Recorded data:
○ ○ ○ ○
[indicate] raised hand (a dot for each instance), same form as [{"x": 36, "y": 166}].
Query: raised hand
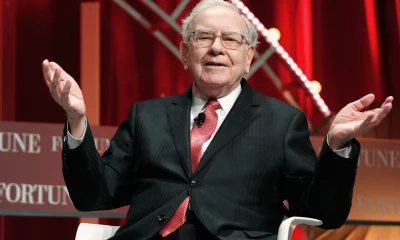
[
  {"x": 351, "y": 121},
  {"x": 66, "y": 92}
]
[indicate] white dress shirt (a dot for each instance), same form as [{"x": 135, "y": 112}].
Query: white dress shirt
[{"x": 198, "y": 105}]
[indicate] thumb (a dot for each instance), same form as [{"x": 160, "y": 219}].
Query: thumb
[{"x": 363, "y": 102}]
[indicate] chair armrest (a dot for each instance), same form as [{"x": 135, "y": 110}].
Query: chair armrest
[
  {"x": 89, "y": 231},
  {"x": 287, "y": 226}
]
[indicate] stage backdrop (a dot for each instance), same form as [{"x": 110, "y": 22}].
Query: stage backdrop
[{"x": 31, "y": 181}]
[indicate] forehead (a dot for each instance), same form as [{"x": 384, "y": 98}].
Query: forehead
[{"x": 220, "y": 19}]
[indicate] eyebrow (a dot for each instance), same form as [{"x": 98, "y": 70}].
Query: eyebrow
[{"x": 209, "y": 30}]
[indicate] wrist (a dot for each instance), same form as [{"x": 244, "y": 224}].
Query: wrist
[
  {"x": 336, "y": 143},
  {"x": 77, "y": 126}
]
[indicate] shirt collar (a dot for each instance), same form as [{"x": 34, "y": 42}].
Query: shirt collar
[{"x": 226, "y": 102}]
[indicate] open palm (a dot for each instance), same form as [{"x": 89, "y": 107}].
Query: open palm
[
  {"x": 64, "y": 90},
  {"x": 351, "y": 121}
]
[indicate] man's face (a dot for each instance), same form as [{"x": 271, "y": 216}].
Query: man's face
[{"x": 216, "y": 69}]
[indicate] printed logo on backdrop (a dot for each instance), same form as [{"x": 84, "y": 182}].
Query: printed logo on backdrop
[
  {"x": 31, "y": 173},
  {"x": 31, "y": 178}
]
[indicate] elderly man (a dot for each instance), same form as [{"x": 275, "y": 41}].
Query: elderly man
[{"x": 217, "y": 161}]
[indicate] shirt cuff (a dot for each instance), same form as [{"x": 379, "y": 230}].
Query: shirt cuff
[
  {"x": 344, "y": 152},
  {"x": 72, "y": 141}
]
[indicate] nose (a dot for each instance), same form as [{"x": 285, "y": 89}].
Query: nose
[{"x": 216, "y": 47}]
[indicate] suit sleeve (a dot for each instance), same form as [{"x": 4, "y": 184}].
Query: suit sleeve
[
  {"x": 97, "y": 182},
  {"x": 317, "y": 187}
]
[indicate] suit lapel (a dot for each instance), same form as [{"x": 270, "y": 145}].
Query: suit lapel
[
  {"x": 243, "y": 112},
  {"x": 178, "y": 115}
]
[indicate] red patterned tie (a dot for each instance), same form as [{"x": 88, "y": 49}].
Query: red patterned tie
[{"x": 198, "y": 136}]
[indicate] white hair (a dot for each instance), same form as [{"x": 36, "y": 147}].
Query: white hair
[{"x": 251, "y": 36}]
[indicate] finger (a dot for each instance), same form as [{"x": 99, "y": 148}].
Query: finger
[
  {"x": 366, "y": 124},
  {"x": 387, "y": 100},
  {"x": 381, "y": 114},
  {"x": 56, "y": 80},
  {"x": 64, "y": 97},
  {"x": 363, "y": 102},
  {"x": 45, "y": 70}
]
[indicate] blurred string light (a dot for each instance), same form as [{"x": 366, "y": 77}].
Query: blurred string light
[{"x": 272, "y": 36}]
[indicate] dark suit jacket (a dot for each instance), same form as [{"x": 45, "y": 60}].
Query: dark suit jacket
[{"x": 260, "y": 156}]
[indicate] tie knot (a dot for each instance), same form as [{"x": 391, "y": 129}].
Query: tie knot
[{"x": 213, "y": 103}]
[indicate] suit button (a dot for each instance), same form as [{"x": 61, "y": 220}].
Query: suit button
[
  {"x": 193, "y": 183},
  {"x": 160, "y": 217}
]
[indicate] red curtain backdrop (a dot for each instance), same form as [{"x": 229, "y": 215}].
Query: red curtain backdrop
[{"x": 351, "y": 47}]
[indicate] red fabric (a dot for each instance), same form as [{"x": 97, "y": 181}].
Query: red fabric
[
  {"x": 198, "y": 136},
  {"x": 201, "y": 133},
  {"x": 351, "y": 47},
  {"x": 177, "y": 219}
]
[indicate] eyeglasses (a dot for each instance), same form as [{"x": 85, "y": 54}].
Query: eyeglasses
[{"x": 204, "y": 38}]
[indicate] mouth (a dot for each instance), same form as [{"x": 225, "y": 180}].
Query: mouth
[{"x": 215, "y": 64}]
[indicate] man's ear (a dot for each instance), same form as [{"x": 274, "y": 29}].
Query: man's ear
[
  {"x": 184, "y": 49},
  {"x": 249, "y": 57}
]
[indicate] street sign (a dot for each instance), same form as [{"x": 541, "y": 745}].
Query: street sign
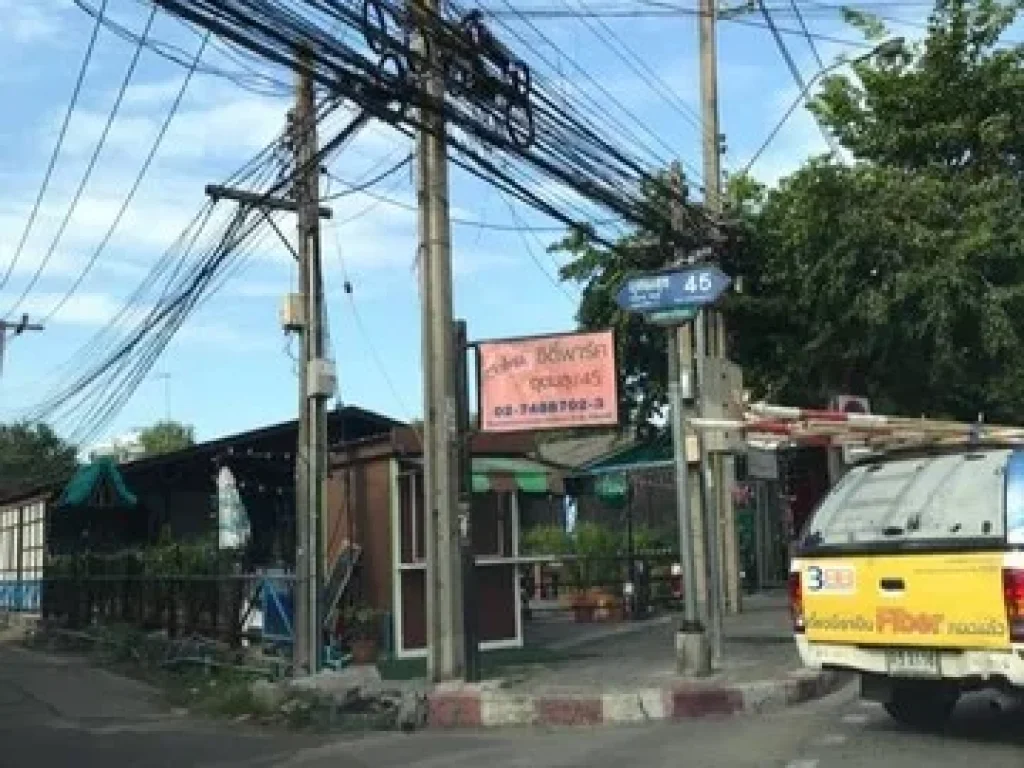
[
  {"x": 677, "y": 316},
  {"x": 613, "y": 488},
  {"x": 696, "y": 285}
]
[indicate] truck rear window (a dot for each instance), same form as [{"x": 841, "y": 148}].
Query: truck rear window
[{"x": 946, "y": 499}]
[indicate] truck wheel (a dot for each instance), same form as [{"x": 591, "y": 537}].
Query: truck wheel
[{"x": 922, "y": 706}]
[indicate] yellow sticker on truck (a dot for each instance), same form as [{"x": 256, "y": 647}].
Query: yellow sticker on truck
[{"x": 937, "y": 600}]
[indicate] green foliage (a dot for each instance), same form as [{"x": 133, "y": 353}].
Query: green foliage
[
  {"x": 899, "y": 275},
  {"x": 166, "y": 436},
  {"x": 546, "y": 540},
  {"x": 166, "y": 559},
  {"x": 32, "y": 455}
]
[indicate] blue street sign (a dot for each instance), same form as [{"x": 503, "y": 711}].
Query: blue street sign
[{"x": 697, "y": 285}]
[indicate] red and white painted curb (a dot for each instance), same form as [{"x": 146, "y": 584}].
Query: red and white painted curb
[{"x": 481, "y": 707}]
○ ○ ○ ○
**What this task involves:** Repeat the entries exactly and keep the pictures out of the copy.

**Solution to this task:**
[indicate] raised hand (a dot for each instance), same form as [{"x": 36, "y": 166}].
Query: raised hand
[
  {"x": 351, "y": 121},
  {"x": 66, "y": 92}
]
[indicate] white dress shirt (a dot for each instance), same form as [{"x": 135, "y": 112}].
Query: white dress shirt
[{"x": 198, "y": 105}]
[indicate] thumb (a dot for each instance), same form as [{"x": 160, "y": 219}].
Query: thumb
[{"x": 363, "y": 102}]
[indicate] chair armrest (a dot for each instance), same form as [{"x": 135, "y": 110}].
Query: chair armrest
[
  {"x": 89, "y": 231},
  {"x": 287, "y": 226}
]
[indicate] stage backdrop (a dot for each instance), same form as [{"x": 110, "y": 22}].
Query: stage backdrop
[{"x": 31, "y": 181}]
[indicate] forehead (a dot for each instance), same form as [{"x": 384, "y": 98}].
Query: forehead
[{"x": 220, "y": 19}]
[indicate] eyebrow (a dot for each instance), same form as [{"x": 98, "y": 70}].
Query: eyebrow
[{"x": 209, "y": 30}]
[indicate] wrist (a dot for each instance), same form as [{"x": 244, "y": 224}].
Query: wrist
[
  {"x": 336, "y": 143},
  {"x": 77, "y": 126}
]
[indicate] shirt collar (a dot for each instance), same form as [{"x": 34, "y": 42}].
Query: shirt collar
[{"x": 226, "y": 102}]
[indicate] open palm (a dot for each instance), same form as [{"x": 89, "y": 107}].
Query: open palm
[
  {"x": 64, "y": 90},
  {"x": 351, "y": 121}
]
[indicate] man's face (a dot for each instance), same form as [{"x": 271, "y": 216}].
Query: man's face
[{"x": 216, "y": 69}]
[indicate] printed logo on backdrop (a dot for each instance), same form as [{"x": 84, "y": 182}].
Query: printed logo on backdrop
[
  {"x": 31, "y": 173},
  {"x": 31, "y": 178}
]
[indicate] elderly man (a dot for each instance), same form as [{"x": 275, "y": 41}].
Query: elderly man
[{"x": 217, "y": 161}]
[indicate] shirt cuff (a dot for each instance), same form as [{"x": 379, "y": 230}].
Query: shirt cuff
[
  {"x": 344, "y": 152},
  {"x": 72, "y": 141}
]
[indicate] nose (a dot for each instance), same form as [{"x": 285, "y": 89}].
Query: nose
[{"x": 216, "y": 47}]
[indicate] suit sleeve (a dot for each instance), same form as [{"x": 4, "y": 184}].
Query: suit sleeve
[
  {"x": 97, "y": 182},
  {"x": 317, "y": 187}
]
[indicate] suit lapel (a dot for each instance), same form as [{"x": 270, "y": 145}].
Query: suit lapel
[
  {"x": 243, "y": 112},
  {"x": 178, "y": 115}
]
[indicate] red patterned tie (a dot for each instance), same form as [{"x": 88, "y": 49}].
Query: red patterned tie
[{"x": 198, "y": 136}]
[indicate] white hair (a dot for each instance), same form as [{"x": 36, "y": 147}].
Query: white hair
[{"x": 251, "y": 36}]
[indicate] finger (a dot for each instance), same form as [{"x": 99, "y": 148}].
Query: finger
[
  {"x": 366, "y": 124},
  {"x": 387, "y": 100},
  {"x": 381, "y": 114},
  {"x": 56, "y": 80},
  {"x": 64, "y": 97},
  {"x": 363, "y": 102},
  {"x": 45, "y": 70}
]
[indicate] blurred string light (a dot for each instance), same form as [{"x": 366, "y": 77}].
Query: blurred string light
[{"x": 272, "y": 36}]
[indicate] dark suit jacket (a dot for each instance), same form as [{"x": 45, "y": 60}].
Query: dark suit jacket
[{"x": 260, "y": 156}]
[indicate] tie knot (a dot for each instance), same form as [{"x": 391, "y": 129}].
Query: tie knot
[{"x": 213, "y": 103}]
[indicate] suit button (a dot for each instance), same form as [{"x": 61, "y": 220}].
Query: suit button
[
  {"x": 193, "y": 183},
  {"x": 160, "y": 217}
]
[indicate] red curtain backdrop (a dot for each instance), same form as [{"x": 229, "y": 215}].
Query: red curtain backdrop
[{"x": 351, "y": 47}]
[indicate] red fabric (a dot for each instance), same form as [{"x": 97, "y": 181}].
Query: red fabric
[
  {"x": 198, "y": 136},
  {"x": 201, "y": 133},
  {"x": 351, "y": 47},
  {"x": 177, "y": 219}
]
[indicate] eyeglasses (a dot for each instance), same form as [{"x": 85, "y": 54}].
Query: eyeglasses
[{"x": 204, "y": 38}]
[indicate] mouth (a dot for each instance), same form as [{"x": 225, "y": 180}].
Query: mouth
[{"x": 215, "y": 64}]
[indicate] man's ear (a dot for each instance), same form as [{"x": 274, "y": 29}].
Query: man's ear
[
  {"x": 184, "y": 49},
  {"x": 249, "y": 57}
]
[indicate] street sign (a dot for each instance), same form as [{"x": 541, "y": 745}].
Query: street sign
[
  {"x": 677, "y": 316},
  {"x": 613, "y": 488},
  {"x": 696, "y": 285}
]
[indicate] truck rear window (a dot for each instance), same form as [{"x": 841, "y": 148}].
Query: truck rear window
[{"x": 946, "y": 499}]
[indicate] truck wheel (a dot for each instance), same form as [{"x": 591, "y": 537}].
Query: truck wheel
[{"x": 922, "y": 706}]
[indicate] yellow sticker on truck (a dot for each instance), same form as [{"x": 256, "y": 647}].
Query: yellow sticker on truck
[{"x": 937, "y": 600}]
[indicate] green foliage (a dot for each instance), same form as [{"x": 133, "y": 353}].
Query: green foliage
[
  {"x": 899, "y": 275},
  {"x": 166, "y": 436},
  {"x": 546, "y": 540},
  {"x": 166, "y": 559},
  {"x": 32, "y": 455}
]
[indicate] blue street sign (a dot for each instance), same form as [{"x": 503, "y": 711}].
Query: blue street sign
[{"x": 697, "y": 285}]
[indicate] red and white painted curb (a dot for each instance), same form as [{"x": 146, "y": 584}].
Query: red and white painted curb
[{"x": 481, "y": 707}]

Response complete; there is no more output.